Quoted passage -
The 267-page Cumberlege Review delivered a “damning” verdict, said James, on the current levels of patient safety in the three product areas, including pelvic mesh implants, that were the focus of Baroness Cumberlege and the review's lead researcher, Sonia Macleod.

Roughly 10% of women reported problems after mesh was inserted for stress incontinence over a five-year period, said Chantler, suspecting 15% to 20% to be closer to the real incidence, however.

Among the review’s device recommendations, Chantler said a central, patient-identifiable database should be created for all devices implanted during operations. This would apply to private providers and to the National Health Service.

The UK’s current Hospital Episode Statistics (HES) database contains mostly anonymized details of all NHS admissions, attendances and outpatient appointments at NHS hospitals in England, but, used as a management tool, it is not considered precise enough by the review’s authors. PHIN collects data from the private sector.

To date, a central, all-encompassing registry has been too difficult to bring onstream, while niche solutions for narrowly defined areas, for example, the National Joint Registry (NJR), and the National Institute for Cardiovascular Outcomes Research (NICOR), have seen success.

The National Institute for Health and Care Excellence (NICE) first recommended a registry of all operations in 2003. Nothing has yet been developed, because, to be of use, a registry must be “complete”; and for that reason, due to the personal information sought, it has to be mandated by the government, to ensure it is compliant with human rights legislation.

Database By The End Of 2020 Targeted

There should be the right for patients to opt out, said Chantler, suspecting that most people would not do that. “I hope that the database is up and running by the end of this year,” he said. Every operation where a device is implanted would be recorded, and that information would be linked to a registry on outcomes, he said.

The government and industry should create the registry jointly, which should be developed by patients and professional societies, he recommended. It could be linked to the Medicines and Healthcare products Regulatory Agency (MHRA) registry of devices.

Data extracts -

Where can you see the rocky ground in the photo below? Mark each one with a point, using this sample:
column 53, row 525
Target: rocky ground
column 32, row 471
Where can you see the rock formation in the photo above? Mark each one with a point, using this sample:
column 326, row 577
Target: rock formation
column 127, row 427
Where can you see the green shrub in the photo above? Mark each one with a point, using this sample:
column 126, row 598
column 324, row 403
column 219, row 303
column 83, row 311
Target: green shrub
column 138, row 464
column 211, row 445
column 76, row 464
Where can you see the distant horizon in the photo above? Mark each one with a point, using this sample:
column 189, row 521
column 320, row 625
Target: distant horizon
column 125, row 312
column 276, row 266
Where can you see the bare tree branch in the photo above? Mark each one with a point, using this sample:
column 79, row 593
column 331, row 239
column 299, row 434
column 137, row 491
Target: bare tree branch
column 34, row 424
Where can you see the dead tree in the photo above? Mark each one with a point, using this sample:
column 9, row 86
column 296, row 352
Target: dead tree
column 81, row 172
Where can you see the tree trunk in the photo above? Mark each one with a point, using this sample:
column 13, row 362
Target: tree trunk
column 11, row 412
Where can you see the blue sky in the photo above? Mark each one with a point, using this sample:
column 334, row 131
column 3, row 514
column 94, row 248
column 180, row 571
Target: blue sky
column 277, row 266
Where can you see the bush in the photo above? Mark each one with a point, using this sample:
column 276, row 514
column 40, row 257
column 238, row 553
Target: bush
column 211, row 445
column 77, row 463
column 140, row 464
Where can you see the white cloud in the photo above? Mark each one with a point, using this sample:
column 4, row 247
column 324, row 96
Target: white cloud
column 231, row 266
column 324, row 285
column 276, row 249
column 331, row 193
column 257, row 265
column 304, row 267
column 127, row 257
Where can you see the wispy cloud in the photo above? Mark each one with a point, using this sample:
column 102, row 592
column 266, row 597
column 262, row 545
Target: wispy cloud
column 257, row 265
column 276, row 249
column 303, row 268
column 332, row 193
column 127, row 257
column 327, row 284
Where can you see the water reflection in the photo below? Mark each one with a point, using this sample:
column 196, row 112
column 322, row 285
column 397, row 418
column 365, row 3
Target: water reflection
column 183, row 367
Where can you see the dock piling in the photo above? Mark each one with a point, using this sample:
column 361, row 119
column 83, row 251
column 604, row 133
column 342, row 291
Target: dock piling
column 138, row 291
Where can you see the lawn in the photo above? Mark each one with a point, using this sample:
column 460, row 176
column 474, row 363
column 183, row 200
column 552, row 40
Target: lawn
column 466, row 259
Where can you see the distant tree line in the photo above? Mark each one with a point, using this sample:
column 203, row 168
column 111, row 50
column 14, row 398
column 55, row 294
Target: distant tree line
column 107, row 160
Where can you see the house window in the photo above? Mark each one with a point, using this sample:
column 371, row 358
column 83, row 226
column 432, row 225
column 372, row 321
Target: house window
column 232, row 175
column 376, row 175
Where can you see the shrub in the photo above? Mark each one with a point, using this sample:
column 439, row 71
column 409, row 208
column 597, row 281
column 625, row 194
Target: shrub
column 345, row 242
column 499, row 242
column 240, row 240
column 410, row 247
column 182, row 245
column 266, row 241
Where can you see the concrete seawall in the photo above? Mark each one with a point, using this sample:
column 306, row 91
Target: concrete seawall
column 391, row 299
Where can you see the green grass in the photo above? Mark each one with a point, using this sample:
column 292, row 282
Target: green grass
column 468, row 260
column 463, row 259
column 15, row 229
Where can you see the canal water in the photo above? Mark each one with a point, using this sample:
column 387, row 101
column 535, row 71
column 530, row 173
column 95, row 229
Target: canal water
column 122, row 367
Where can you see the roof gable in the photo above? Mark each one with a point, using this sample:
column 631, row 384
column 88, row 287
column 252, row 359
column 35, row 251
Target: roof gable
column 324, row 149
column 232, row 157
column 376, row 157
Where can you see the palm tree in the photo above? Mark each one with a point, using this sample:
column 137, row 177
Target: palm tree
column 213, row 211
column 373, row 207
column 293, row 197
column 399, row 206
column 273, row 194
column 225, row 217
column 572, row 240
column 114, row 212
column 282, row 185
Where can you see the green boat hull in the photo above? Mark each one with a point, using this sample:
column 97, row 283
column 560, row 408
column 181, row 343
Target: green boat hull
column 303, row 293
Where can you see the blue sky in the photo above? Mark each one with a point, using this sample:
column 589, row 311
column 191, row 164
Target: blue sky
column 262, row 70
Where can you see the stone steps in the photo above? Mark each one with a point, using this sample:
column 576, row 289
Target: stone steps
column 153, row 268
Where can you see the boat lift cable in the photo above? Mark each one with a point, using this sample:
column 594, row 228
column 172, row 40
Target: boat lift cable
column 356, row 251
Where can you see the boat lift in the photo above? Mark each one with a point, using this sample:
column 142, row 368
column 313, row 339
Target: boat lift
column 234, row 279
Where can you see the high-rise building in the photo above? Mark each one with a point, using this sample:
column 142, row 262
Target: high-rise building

Assignment A - According to the passage on the Cumberlege Review, in what year did the National Institute for Health and Care Excellence first recommend a registry of all operations?
Assignment B - Copy word for word the part of the Cumberlege Review passage from "Roughly 10% of" to "National Health Service.".

Task output A - 2003

Task output B -
Roughly 10% of women reported problems after mesh was inserted for stress incontinence over a five-year period, said Chantler, suspecting 15% to 20% to be closer to the real incidence, however.

Among the review’s device recommendations, Chantler said a central, patient-identifiable database should be created for all devices implanted during operations. This would apply to private providers and to the National Health Service.